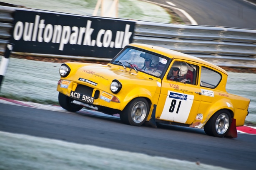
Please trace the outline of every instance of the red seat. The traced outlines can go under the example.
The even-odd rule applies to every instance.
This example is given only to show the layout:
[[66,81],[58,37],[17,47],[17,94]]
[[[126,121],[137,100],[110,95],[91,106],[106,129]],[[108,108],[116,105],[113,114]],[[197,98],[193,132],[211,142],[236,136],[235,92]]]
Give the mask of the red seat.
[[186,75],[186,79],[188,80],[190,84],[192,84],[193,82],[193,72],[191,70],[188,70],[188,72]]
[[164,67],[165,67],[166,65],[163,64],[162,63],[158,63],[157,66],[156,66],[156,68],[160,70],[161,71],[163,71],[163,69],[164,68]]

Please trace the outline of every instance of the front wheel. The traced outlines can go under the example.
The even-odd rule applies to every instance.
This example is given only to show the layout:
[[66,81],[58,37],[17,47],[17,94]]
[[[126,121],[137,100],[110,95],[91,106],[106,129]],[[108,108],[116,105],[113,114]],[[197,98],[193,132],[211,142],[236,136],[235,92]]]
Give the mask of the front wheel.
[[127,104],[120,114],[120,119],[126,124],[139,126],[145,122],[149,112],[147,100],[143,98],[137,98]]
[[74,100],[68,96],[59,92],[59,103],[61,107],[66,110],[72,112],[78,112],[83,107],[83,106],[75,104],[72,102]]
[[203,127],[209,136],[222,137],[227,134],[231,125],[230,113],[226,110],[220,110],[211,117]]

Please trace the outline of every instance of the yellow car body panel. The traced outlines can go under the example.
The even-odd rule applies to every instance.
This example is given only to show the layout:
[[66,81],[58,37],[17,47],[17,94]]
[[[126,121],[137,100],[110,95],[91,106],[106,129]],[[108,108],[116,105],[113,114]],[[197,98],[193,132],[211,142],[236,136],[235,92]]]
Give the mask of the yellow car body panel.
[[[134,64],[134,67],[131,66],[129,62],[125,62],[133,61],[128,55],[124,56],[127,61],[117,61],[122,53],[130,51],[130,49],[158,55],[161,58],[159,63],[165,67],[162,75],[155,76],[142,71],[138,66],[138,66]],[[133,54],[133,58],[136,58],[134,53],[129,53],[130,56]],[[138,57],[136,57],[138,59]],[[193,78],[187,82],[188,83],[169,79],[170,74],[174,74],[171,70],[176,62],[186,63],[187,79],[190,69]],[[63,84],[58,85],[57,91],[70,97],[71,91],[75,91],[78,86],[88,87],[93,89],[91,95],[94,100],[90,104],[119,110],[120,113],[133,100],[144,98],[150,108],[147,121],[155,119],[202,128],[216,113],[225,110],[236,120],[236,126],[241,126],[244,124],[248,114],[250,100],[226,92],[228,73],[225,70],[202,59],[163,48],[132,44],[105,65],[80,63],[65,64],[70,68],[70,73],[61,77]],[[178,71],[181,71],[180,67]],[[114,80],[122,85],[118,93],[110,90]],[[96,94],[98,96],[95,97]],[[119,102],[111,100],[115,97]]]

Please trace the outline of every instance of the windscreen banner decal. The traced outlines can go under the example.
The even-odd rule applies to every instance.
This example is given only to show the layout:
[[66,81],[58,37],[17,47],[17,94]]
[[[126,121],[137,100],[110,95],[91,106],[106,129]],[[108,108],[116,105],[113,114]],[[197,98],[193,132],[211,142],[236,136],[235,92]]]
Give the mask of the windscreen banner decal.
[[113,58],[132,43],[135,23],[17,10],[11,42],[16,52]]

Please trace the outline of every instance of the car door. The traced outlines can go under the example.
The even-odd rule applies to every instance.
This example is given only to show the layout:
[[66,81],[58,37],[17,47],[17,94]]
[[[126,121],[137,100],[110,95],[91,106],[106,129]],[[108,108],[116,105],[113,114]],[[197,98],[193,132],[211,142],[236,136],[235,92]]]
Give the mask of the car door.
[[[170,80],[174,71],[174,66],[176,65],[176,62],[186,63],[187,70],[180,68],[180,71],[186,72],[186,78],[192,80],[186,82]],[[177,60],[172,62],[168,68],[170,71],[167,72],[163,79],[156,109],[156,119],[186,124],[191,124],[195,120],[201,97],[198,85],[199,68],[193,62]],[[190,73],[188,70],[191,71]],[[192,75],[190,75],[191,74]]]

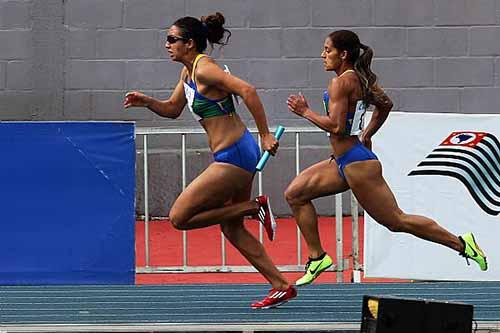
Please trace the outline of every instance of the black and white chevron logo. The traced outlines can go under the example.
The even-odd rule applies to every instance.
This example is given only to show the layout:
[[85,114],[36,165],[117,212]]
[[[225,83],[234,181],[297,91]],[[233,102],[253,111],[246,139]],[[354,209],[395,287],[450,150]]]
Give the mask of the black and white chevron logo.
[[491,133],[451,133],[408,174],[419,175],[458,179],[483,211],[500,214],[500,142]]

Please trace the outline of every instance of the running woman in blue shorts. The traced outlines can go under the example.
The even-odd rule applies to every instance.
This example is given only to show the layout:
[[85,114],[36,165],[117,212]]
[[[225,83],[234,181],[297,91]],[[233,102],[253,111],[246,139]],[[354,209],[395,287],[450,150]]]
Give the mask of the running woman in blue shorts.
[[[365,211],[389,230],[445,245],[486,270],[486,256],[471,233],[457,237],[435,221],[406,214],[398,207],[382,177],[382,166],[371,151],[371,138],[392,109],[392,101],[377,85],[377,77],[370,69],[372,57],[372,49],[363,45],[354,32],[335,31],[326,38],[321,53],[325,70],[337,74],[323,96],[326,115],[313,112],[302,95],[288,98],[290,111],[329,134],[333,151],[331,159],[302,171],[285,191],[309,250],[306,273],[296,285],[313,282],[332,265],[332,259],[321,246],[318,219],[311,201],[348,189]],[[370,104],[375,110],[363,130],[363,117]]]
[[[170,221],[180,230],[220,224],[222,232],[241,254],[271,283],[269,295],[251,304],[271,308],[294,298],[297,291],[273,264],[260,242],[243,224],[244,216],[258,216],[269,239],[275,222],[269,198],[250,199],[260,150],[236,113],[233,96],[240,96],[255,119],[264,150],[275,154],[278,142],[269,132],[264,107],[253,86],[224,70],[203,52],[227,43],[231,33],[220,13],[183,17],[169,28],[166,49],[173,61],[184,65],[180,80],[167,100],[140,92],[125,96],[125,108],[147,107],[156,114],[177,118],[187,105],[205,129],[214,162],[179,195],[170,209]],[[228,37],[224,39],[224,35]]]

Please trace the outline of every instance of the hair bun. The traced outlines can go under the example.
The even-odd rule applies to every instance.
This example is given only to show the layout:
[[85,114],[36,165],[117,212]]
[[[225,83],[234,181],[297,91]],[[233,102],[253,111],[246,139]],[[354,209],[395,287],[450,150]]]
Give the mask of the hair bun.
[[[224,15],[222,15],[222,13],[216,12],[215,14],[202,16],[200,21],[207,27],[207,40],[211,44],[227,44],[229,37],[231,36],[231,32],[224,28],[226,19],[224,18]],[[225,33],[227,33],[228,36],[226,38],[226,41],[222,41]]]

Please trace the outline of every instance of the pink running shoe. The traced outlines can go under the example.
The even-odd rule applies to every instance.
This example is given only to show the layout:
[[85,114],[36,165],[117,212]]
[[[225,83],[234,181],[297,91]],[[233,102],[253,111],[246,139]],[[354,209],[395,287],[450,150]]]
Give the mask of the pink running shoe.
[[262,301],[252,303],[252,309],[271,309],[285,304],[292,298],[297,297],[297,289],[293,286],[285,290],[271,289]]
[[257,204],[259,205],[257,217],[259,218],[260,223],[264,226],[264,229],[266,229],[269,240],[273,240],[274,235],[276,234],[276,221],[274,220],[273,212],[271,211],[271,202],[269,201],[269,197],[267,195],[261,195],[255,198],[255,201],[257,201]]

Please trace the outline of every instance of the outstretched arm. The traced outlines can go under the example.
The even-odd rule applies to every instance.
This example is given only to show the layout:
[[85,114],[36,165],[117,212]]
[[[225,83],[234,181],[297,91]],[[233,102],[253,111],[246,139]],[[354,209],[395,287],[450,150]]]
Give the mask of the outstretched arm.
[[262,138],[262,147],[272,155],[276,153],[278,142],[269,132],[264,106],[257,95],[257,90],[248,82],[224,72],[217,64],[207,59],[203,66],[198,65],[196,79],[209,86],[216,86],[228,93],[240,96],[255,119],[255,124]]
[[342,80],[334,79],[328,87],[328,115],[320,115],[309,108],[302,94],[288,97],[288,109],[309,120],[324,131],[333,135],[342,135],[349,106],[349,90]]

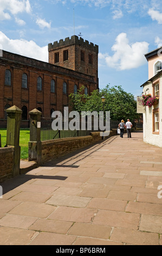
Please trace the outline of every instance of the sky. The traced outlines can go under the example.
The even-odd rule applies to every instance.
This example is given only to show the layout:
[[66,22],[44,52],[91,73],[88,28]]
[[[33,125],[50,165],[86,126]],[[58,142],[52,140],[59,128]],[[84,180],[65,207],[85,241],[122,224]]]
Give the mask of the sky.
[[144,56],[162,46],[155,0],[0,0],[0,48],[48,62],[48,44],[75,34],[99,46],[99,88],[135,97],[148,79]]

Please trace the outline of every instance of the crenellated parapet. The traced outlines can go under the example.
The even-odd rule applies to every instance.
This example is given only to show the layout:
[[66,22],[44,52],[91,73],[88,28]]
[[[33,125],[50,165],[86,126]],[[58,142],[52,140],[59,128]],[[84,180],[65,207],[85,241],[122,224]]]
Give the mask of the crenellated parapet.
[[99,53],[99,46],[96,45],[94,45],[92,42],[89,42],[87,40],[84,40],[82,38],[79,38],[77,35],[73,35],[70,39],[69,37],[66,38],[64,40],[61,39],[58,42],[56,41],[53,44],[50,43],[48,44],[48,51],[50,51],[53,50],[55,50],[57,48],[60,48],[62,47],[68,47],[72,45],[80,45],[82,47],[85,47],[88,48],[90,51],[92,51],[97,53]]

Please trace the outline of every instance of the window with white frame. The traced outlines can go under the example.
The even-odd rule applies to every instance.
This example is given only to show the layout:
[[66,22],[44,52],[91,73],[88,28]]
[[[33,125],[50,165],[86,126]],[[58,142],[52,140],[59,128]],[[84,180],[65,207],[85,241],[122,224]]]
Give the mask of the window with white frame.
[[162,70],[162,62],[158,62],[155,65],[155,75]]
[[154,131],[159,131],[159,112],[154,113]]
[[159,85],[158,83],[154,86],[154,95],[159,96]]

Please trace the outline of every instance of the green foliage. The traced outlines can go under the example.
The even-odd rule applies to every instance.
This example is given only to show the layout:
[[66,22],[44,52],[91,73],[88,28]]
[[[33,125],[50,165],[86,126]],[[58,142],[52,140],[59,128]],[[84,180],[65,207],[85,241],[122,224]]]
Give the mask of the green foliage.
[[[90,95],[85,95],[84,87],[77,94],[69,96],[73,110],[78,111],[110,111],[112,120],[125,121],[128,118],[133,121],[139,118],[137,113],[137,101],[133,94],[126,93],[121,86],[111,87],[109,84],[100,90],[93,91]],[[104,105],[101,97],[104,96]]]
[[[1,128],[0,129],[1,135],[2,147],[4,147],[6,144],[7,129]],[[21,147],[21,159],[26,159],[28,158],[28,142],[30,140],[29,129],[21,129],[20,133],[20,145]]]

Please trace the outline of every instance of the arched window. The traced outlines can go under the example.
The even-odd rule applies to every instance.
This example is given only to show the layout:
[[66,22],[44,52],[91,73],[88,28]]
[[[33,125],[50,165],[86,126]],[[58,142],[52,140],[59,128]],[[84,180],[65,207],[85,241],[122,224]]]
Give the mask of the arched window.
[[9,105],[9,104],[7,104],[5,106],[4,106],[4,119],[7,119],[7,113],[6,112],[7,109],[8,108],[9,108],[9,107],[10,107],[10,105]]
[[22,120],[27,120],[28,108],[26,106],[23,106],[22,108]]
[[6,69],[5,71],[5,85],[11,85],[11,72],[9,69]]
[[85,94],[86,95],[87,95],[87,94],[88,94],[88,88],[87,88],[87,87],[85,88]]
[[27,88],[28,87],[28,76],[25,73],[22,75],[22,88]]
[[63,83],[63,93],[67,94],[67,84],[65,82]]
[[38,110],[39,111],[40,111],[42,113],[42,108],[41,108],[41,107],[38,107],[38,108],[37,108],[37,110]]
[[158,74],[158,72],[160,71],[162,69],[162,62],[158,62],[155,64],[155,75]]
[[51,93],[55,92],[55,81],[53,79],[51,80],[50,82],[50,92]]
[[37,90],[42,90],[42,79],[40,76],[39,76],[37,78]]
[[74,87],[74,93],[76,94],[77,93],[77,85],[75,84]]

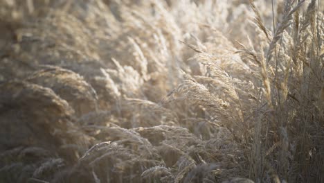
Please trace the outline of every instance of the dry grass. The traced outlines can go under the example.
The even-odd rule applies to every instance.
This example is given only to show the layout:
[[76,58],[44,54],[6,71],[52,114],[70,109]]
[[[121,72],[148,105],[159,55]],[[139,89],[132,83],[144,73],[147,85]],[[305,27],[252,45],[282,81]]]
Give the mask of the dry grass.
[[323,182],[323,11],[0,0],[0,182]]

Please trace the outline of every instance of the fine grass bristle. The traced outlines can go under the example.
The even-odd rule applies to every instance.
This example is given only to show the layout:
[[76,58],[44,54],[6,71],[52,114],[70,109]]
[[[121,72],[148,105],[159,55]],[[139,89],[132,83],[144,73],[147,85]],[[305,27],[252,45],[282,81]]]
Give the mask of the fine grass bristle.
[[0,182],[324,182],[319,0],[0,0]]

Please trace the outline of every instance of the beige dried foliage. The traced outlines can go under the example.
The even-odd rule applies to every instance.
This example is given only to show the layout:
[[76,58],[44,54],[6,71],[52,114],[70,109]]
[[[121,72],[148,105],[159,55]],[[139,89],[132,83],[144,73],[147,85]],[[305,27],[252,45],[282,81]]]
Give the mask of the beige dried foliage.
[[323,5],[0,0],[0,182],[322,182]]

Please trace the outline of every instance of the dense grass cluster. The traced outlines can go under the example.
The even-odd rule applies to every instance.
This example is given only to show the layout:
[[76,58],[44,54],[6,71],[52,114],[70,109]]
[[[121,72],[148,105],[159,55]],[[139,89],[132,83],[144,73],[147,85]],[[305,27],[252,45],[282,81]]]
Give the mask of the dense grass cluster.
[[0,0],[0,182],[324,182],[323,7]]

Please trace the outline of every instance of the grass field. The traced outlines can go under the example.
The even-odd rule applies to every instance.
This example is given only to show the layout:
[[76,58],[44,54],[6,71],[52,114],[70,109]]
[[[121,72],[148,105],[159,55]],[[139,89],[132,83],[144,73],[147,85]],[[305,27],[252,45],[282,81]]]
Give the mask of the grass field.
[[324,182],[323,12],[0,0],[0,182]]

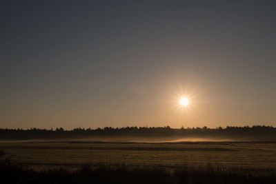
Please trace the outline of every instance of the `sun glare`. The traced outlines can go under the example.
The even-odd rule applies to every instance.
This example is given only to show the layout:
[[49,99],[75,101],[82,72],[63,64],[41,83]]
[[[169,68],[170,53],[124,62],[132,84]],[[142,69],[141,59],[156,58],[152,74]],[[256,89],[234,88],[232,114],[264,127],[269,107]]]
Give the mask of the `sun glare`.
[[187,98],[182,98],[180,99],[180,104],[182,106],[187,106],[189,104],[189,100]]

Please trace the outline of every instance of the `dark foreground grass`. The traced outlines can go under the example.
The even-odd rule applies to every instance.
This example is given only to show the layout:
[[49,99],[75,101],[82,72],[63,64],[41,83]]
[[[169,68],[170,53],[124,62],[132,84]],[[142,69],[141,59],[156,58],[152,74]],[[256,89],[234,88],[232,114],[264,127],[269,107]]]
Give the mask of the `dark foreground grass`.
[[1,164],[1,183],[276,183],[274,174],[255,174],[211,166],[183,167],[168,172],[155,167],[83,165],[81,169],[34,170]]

REQUIREMENTS:
Which lines in the data above contain the string "shoe"? Gather every one of them in full, counting case.

SOLUTION TO THE EXERCISE:
Please trace the outline of every instance of the pink running shoe. The traced outlines can go under the example.
Give the mask of the pink running shoe.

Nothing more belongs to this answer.